The data
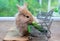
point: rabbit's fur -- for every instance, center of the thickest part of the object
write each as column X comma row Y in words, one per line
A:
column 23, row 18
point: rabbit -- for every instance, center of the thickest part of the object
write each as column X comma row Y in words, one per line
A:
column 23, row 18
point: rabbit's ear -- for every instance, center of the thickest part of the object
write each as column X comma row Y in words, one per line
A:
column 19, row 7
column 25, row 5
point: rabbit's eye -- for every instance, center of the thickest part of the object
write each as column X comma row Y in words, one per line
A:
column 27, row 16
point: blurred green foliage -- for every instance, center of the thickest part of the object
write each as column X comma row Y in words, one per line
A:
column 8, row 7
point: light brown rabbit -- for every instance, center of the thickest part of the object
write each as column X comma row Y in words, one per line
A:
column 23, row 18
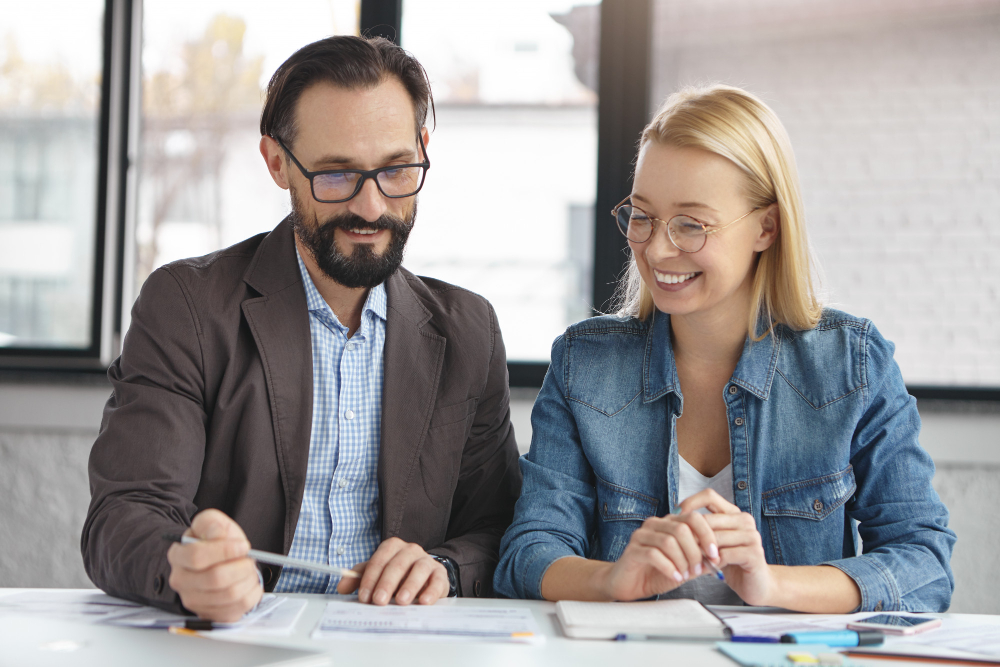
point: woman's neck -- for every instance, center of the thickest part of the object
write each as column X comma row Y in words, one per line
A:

What this task involves
Your answer should be a single number: the tally of lines in the entries that include the word "object".

Worked solution
7